• ACTION ITEM: Gather the lines from the material that contain "Task".

• DATA SUPPLIED:

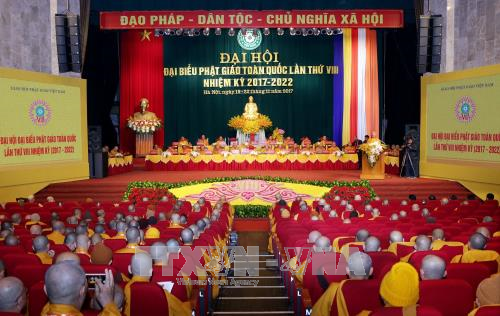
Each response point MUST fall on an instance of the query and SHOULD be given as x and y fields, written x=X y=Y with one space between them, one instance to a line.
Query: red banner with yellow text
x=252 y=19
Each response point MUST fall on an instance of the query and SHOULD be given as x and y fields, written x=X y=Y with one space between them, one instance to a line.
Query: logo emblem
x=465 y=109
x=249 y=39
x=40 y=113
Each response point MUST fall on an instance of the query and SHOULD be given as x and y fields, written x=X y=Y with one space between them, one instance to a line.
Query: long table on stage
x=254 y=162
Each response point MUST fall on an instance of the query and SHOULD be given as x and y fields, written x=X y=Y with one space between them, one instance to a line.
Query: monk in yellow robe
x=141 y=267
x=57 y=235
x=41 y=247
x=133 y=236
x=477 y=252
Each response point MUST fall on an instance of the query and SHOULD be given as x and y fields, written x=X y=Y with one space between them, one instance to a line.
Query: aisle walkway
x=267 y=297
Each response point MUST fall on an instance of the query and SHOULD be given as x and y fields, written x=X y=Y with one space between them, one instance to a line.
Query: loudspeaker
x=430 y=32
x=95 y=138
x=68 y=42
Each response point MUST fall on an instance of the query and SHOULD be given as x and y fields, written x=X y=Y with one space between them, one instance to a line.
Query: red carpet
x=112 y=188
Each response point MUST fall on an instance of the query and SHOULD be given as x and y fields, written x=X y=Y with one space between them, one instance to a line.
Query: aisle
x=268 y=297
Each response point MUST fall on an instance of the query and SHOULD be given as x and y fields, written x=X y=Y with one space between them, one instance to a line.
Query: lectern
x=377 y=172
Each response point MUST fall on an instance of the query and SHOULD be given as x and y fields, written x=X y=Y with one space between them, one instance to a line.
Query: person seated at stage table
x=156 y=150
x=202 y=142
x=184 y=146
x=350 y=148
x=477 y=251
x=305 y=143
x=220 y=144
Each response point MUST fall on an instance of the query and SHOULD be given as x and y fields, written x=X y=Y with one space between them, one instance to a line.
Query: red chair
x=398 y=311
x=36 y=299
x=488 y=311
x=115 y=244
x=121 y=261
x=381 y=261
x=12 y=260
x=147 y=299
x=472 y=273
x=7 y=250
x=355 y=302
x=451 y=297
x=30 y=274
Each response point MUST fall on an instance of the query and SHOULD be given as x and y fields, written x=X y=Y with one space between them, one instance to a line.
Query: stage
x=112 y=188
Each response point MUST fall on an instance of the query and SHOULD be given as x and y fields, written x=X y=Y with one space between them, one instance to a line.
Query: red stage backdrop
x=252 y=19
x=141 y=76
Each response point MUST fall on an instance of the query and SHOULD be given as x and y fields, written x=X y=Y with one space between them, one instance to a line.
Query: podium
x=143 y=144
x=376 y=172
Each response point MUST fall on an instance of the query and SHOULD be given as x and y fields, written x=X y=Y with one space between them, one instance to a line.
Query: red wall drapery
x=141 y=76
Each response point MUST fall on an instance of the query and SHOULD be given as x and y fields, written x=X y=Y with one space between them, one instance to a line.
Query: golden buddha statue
---
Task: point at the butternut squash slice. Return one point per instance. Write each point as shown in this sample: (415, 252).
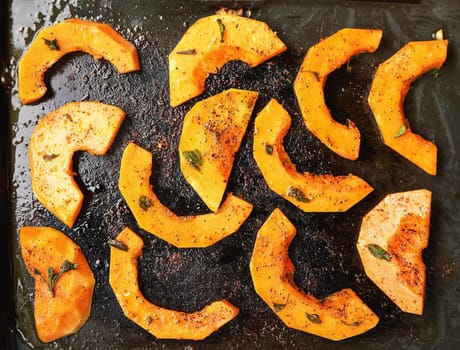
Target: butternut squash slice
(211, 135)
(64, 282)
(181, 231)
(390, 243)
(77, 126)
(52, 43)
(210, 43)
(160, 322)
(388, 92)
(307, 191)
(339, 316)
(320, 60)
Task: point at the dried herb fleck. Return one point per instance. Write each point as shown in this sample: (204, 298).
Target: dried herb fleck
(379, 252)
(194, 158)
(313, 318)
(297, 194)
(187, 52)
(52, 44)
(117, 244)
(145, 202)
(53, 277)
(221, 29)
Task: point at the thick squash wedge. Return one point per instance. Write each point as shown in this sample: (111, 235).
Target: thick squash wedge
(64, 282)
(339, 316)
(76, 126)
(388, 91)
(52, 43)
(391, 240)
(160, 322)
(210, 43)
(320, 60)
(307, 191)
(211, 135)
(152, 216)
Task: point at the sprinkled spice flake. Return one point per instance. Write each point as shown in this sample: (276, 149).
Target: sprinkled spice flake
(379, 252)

• YOUR RESPONSE:
Task: point at the butternut squash slice. Return one point per instance. Write each point as shown in this sample: (415, 252).
Task: point at the dried herb fleck. Return one point per instance. Write each point as shown in this sample: (204, 298).
Task: point at the thick squash wedge. Return one point per instance. Write each point as shown in this sample: (111, 235).
Task: point at the sprinkled spice flake. Return one point per instance. Write each point as shown in this sample: (276, 149).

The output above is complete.